- [Source data]:
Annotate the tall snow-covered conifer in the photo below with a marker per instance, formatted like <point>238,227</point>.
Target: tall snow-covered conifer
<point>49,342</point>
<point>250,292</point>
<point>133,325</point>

- [Problem statement]:
The answer should reproduce each entry above in full.

- [Answer to this task]:
Annotate the tall snow-covered conifer in the photo below with a marker per instance, formatted like <point>238,227</point>.
Target: tall snow-covered conifer
<point>49,342</point>
<point>250,292</point>
<point>133,325</point>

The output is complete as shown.